Each of the lines below must be written out exactly as shown.
*** Opening Records for the exercise ***
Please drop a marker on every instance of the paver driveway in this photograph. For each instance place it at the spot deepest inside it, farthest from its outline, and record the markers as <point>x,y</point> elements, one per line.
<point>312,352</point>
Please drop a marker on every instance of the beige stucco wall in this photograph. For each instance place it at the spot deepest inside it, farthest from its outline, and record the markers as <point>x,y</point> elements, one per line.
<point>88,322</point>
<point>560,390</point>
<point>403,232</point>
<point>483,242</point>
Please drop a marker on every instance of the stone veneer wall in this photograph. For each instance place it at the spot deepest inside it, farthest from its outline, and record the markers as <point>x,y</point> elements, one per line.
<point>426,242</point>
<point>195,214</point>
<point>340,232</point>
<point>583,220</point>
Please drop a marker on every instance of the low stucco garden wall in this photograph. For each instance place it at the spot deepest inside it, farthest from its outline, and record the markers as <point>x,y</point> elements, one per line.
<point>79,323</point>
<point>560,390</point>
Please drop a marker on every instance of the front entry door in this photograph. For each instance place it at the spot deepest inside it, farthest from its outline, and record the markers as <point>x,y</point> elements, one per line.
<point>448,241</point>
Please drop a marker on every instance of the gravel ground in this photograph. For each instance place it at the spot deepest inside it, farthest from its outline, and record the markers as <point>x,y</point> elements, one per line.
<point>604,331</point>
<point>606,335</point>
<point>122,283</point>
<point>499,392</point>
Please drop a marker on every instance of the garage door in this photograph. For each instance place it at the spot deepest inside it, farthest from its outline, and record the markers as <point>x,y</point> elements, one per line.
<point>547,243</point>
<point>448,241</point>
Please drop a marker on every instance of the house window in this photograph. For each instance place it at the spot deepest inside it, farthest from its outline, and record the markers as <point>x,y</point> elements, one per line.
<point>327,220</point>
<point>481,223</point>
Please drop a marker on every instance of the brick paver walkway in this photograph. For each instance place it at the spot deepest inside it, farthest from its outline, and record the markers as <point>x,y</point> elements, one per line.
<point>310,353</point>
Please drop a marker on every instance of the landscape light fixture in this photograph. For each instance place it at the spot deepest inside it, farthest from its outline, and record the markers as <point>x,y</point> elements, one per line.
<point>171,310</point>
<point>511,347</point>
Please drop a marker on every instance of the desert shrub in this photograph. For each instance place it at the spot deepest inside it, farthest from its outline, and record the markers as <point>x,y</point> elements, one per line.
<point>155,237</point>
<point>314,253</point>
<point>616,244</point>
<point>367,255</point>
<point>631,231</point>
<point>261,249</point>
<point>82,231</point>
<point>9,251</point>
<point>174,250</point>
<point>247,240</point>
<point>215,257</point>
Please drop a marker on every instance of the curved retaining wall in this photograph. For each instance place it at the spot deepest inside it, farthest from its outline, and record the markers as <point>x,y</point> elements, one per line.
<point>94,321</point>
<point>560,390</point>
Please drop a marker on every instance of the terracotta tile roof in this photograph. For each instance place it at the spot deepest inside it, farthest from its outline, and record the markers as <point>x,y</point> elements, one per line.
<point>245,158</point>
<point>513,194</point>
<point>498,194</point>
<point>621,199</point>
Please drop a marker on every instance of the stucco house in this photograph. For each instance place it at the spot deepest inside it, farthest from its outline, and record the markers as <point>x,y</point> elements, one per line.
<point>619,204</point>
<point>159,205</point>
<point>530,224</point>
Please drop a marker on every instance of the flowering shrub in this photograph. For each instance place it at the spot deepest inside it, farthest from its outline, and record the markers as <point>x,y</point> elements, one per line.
*** Closing Records for the exercise ***
▶ [Reply]
Please drop a marker on every instance of the paver driveway in this photograph. For each instance place it at the spot deepest inside it, farthest from its outline, and record the markers as <point>x,y</point> elements, one per line.
<point>312,352</point>
Please drop a marker on every instance of the beige stucco wall in this photograph. For each instance place it at the spot deepest inside it, farthest from its outline, and record the markers as <point>x,y</point> elements, one per line.
<point>88,322</point>
<point>560,390</point>
<point>403,232</point>
<point>483,242</point>
Please drop a marker on every instance of the stone veneer wall in this photograph. For each instance place it at the spot deepest inside it, farthest from its outline, and record the markers as <point>x,y</point> elements, one per line.
<point>426,242</point>
<point>195,214</point>
<point>340,232</point>
<point>583,220</point>
Please drop a marker on every instance of the low stucco garden wall in this photograph. For each instance place it at the spot deepest inside it, farthest from its outline, and record the markers as <point>x,y</point> elements, one per line.
<point>79,323</point>
<point>560,390</point>
Please drop a marker on every instance of the front entry door in this photograph. For each instance place it at the spot deepest inside it, farthest from its outline, and record the markers as <point>x,y</point> elements, one per line.
<point>448,241</point>
Please drop a marker on every instance of the gravel ground in this photograph. For each instance place it at the spot deepest inside it, farthest from its outline, and record the markers as <point>x,y</point> elements, one per line.
<point>604,331</point>
<point>606,335</point>
<point>122,283</point>
<point>499,392</point>
Please drop a marker on every instance of the garage door in this photograph. For each instance place it at the spot deepest inside it, farthest from its outline, and record the markers as <point>x,y</point> elements, one per line.
<point>547,243</point>
<point>448,241</point>
Please drop a marker on every instance of the house window in this photograph. For each instance place it at the spot deepest inside it, farthest from its outline, and record the markers as <point>x,y</point> elements, one per line.
<point>327,220</point>
<point>481,223</point>
Please drop a marker on every instance of the brick paver walkway in this photograph. For each instance place it at the spot deepest inside it, farthest from its outline, and record the markers as <point>x,y</point> elements, one per line.
<point>310,353</point>
Please drop a marker on every instance of the landscape light fixture in this photograph. For each instance place it at the spot deepest inside it, farthest from its outline, and record the markers as <point>x,y</point> elements, one per line.
<point>171,310</point>
<point>511,347</point>
Please drop a marker on every instance of the desert shrub in this photograph. For each instance place it at the spot deepest inside it, farthest from its outline, and record the markers as <point>x,y</point> elements, one per line.
<point>155,237</point>
<point>314,253</point>
<point>616,244</point>
<point>367,255</point>
<point>631,231</point>
<point>261,249</point>
<point>82,231</point>
<point>9,251</point>
<point>174,250</point>
<point>247,240</point>
<point>215,257</point>
Please drop a marker on every instance of the curved retaining wall in this photograph. For each instance place it at the spot deepest inside it, farthest from its outline, and record the markers as <point>x,y</point> elements, one per line.
<point>94,321</point>
<point>560,390</point>
Please drop a marker on every instance of the terracotta tile roof in this photograph. For each instance place it at the spot deepest inside it, farthest from its outline, and record the markers as <point>x,y</point> elements, one per line.
<point>245,158</point>
<point>513,194</point>
<point>498,194</point>
<point>621,199</point>
Please drop a marker on every instance of the stucco house in this photograph. For each instance place it at the spot deepest inside it, farthest from its outline, and record the markers as <point>x,y</point> elements, one per line.
<point>619,204</point>
<point>159,205</point>
<point>530,224</point>
Please drop a marker on every instance of the flowering shrub in this photograph. For each instance place it at the spot deepest inside it, farthest from its outline, and record the markers as <point>x,y</point> elements, one per line.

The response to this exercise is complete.